Matiullah Khan is dead, the victim of a Taliban suicide bomber. He was an Afghan militia leader turned police chief whose rise to power demonstrated both the dangers and opportunities posed by the lack of governance in Afghanistan.
For many years, opinions of Khan reflected opinions about the broader international endeavor in Afghanistan: Kahn and his ilk were either rough-hewn bulwarks of stability or threats to their country's future. His death left a power vacuum in a key part of the country and demonstrates anew the challenges faced in seeking to establish enduring stability in Afghanistan.
That vacuum persists today: His successor, Gulab Khan, was murdered last week.
A key player in the new Afghanistan, Matiullah Khan (or MK, as Americans liked to call him), formed part of a class that I call “corporate warlords,” whose power sprung from the largesse of the international presence.
Part old-school warlord, part entrepreneur, MK was of the tribe, but not placed highly in its structure. He was a facile deal maker, maneuvering easily with both the government and the Taliban, all the while profiting from the contest between the two. As his wealth grew, so did his power, and power attracts a following.
Though I only met Khan a few times, I can't recall him without thinking of his maddening, Cheshire Cat smile. It was a grin that revealed self-confidence bordering on arrogance, a grin that surfaced when he had the upper hand, a grin that said checkmate. I think he smiled like that a lot.
A Pashtun from the southeastern province of Uruzgan, MK made his fortune securing international military convoys. Road security in Afghanistan was big business at the time, and the armed, unregulated company militias controlled the lines of transport so crucial in a rugged country.
Eventually these forces were brought into the fold of the policing system, but their extra-governmental influence persisted even after the Afghan government patches were sown to their sleeves.
MK was a hard man, accused of torture and narcotics trafficking, but it was also said that he protected civilians on the road without extortion, helping to earn him a loyal following across Uruzgan and into Kandahar. He embraced the duality of his position, some days appearing clothed in traditional Pashtun robes, other times crisply attired in the police uniform his forces had been issued.
MK, like other similarly situated Afghan strongmen, was the object of fierce dispute within the International Security Assistance Force (ISAF).
On one side were the liberal, institution-driven actors, largely European, who believed that in working with someone like MK, ISAF had brought a fox into the henhouse. On the other side of the debate were the believers in power politics, mostly American, who thought that Western-style liberal institutions were either infeasible or inappropriate to push on rural Afghans at the time.

__Source data__.
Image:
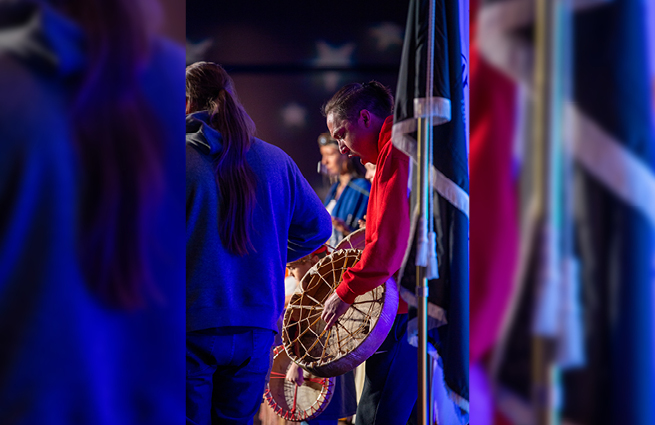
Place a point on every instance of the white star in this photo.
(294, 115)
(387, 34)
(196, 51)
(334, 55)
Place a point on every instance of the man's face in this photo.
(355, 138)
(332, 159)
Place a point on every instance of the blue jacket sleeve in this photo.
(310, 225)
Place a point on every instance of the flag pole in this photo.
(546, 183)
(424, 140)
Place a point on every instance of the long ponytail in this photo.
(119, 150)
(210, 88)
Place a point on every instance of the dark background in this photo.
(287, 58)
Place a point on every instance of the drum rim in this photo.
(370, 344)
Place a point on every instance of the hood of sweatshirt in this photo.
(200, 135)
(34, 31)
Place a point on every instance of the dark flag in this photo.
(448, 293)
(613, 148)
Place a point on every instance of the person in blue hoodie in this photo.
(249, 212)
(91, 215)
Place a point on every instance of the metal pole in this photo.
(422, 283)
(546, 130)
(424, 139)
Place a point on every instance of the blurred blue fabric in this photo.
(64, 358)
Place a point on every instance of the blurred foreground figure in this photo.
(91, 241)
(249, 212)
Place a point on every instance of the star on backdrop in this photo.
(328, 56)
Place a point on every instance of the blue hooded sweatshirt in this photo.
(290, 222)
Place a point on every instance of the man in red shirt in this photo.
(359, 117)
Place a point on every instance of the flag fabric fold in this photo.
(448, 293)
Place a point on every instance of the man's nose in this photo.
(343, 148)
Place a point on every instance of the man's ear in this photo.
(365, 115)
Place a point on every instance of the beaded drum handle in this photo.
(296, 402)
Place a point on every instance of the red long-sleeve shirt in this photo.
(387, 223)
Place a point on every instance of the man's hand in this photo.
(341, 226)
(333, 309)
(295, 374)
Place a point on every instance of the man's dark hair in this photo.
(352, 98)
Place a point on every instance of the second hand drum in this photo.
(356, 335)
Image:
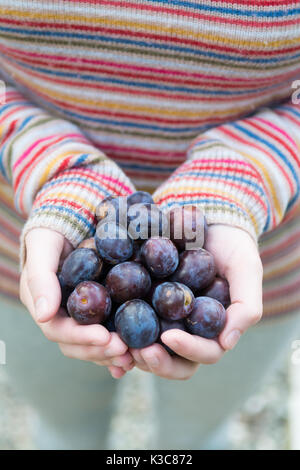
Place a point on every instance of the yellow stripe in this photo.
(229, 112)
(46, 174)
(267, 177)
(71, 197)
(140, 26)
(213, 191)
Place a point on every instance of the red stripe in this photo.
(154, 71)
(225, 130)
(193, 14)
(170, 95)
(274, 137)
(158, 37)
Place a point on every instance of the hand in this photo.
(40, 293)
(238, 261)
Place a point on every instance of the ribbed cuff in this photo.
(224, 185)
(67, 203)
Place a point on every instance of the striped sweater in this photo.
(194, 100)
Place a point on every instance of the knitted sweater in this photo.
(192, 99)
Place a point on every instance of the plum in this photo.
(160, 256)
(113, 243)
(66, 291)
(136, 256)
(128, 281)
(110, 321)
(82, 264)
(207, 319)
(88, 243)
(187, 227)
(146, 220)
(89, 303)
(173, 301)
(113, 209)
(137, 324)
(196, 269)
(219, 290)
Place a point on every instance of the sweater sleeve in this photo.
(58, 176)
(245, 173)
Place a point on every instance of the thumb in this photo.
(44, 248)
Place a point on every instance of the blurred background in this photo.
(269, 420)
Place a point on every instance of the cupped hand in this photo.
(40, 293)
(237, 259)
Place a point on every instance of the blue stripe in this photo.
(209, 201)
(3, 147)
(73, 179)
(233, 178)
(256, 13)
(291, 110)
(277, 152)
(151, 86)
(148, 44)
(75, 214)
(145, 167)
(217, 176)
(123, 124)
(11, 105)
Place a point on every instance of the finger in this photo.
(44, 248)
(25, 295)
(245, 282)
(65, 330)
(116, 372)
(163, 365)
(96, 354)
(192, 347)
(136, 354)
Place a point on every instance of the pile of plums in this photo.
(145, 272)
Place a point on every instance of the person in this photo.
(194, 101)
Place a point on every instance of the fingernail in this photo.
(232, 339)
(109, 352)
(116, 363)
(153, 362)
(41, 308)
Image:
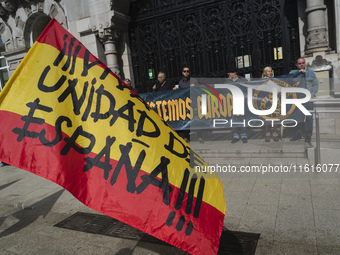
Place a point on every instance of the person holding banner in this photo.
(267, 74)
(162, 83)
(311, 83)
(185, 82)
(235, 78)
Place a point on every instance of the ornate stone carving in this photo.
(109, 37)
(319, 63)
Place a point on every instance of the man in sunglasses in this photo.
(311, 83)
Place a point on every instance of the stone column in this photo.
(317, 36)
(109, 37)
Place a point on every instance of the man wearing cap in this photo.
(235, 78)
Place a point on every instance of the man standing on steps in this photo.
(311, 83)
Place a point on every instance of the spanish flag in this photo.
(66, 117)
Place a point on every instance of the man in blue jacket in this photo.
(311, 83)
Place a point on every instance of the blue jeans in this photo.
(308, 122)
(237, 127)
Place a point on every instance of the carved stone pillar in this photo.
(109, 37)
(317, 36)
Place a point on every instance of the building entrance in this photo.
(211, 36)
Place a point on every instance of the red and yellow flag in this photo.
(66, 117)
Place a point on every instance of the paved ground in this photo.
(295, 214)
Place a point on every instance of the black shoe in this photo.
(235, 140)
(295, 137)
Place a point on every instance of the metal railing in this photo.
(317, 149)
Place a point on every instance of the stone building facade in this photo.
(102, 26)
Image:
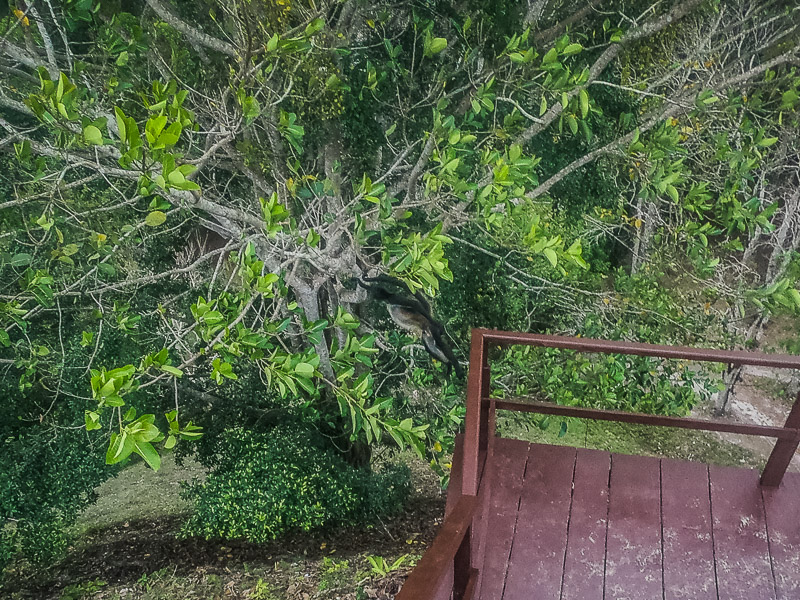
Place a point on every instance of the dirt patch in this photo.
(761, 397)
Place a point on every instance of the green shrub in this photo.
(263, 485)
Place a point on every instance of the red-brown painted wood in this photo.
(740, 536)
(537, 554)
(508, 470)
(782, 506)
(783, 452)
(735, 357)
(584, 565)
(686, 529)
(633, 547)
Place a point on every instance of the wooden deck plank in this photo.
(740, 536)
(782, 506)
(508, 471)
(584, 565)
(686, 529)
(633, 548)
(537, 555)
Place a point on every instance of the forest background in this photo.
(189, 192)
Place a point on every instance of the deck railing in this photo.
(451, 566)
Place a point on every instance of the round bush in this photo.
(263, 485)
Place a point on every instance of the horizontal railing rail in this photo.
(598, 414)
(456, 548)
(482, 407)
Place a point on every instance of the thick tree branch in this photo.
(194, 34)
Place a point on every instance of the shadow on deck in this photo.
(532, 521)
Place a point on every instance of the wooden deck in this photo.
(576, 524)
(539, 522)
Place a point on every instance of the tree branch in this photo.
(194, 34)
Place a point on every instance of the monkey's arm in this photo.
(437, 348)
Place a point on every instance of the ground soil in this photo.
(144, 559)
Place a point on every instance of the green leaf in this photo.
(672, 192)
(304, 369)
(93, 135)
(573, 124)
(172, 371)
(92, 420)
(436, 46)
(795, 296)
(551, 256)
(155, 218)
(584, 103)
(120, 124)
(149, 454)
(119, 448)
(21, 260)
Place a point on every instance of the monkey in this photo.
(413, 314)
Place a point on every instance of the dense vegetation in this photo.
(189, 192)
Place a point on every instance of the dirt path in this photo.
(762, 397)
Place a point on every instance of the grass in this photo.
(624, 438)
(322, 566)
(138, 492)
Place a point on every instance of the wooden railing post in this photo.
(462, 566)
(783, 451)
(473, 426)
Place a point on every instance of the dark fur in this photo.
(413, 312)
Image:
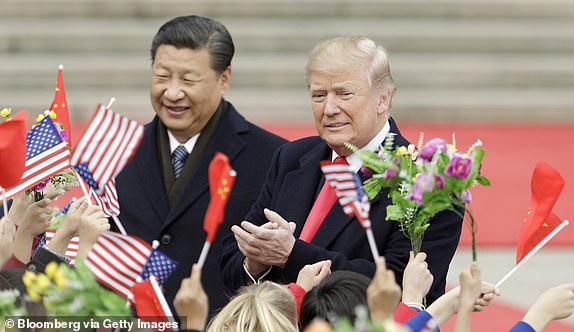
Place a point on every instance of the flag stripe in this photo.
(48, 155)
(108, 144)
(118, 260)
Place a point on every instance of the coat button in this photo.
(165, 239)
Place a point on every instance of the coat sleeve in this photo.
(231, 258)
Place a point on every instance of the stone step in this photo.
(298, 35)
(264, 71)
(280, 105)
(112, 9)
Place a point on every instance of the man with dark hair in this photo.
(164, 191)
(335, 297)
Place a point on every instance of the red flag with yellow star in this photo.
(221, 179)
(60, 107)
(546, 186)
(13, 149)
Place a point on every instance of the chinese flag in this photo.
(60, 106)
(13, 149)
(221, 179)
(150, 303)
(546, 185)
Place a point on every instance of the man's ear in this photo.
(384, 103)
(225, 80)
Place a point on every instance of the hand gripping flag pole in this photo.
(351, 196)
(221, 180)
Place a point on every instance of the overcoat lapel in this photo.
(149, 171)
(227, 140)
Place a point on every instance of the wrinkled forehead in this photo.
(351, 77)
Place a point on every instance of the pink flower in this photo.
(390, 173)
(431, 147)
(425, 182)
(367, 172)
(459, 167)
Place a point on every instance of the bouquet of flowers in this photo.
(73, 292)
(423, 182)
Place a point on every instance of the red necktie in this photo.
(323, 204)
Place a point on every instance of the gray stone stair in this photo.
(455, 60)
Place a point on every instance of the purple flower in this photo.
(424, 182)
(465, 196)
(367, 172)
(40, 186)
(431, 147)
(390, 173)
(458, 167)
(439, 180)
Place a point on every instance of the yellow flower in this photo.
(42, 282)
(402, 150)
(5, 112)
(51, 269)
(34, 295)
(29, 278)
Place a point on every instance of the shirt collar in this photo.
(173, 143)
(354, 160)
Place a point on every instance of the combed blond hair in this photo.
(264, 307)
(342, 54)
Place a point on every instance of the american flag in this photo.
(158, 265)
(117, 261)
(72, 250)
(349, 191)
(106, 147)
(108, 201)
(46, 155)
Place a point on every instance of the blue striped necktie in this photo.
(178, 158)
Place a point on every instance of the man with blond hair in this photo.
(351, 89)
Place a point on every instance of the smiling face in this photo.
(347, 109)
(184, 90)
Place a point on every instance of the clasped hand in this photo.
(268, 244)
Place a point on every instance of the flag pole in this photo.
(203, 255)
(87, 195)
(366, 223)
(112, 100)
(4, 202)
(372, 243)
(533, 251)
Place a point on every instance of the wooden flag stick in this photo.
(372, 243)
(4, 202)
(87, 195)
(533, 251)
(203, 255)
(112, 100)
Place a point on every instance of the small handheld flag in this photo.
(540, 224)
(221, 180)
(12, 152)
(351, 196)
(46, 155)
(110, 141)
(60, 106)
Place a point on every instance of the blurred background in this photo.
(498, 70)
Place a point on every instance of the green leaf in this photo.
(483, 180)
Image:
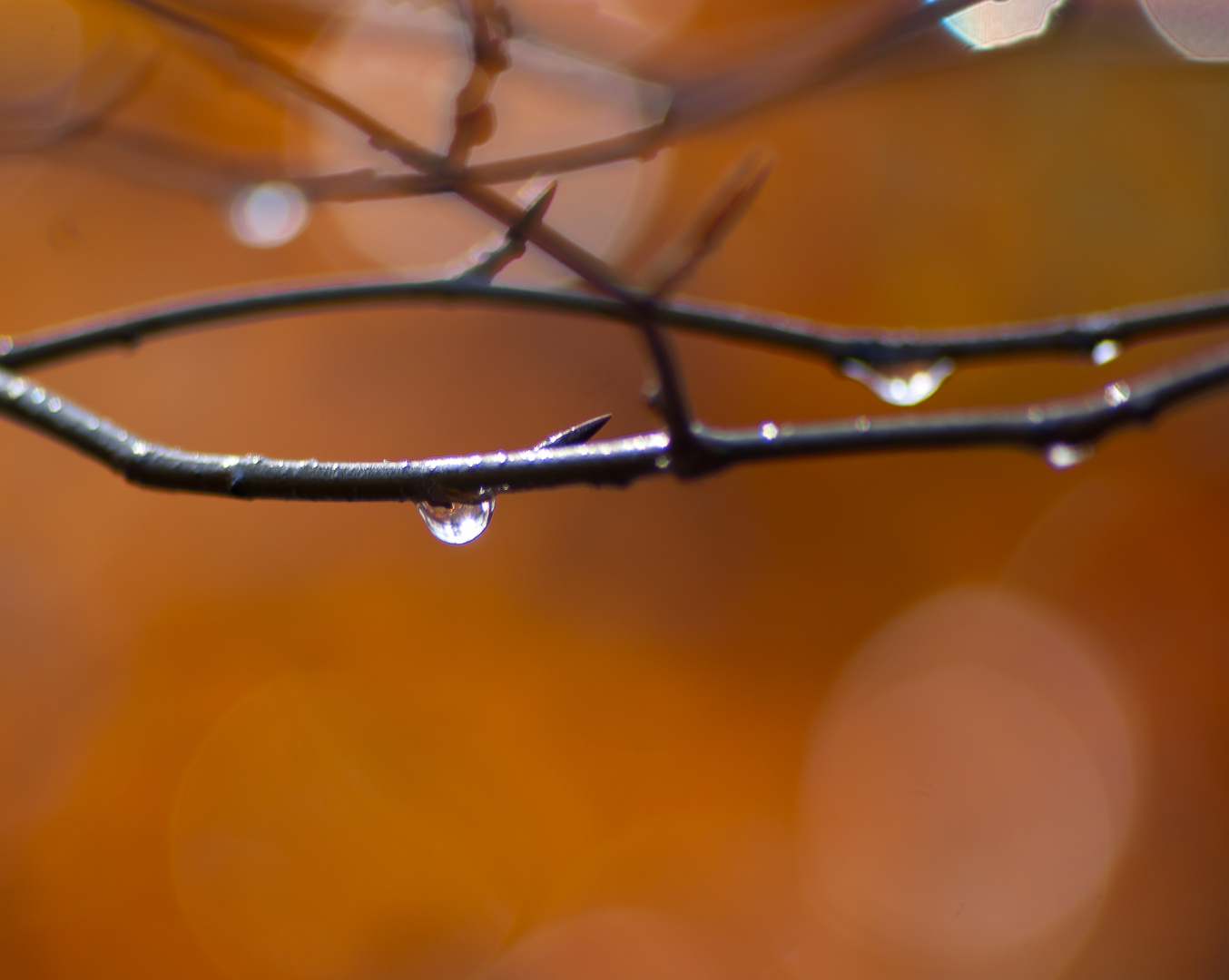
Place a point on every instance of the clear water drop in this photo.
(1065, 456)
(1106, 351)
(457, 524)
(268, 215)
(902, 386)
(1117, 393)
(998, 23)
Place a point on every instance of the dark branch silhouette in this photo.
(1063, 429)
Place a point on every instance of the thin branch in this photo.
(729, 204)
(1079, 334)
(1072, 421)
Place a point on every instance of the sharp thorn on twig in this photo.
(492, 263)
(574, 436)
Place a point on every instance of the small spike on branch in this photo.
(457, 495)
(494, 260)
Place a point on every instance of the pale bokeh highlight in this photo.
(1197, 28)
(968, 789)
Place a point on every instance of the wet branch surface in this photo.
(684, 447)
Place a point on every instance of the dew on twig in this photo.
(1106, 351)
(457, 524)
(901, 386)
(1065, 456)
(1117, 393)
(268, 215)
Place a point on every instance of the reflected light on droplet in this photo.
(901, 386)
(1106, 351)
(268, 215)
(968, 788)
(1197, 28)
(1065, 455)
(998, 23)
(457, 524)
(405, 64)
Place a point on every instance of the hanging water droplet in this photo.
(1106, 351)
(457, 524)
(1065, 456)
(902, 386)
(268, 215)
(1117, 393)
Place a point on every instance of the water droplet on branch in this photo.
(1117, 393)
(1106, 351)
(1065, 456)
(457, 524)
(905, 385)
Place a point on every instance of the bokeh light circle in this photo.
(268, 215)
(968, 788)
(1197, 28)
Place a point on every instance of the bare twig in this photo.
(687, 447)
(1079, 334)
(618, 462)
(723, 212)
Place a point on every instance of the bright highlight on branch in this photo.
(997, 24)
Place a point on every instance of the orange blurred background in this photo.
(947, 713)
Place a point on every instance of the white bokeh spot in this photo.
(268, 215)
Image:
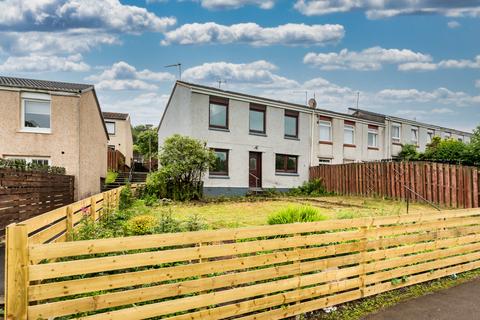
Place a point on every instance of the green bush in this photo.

__Exercise__.
In the article on Matiullah Khan, how did he make his fortune?

__Reply to the task__.
He made his fortune by securing international military convoys.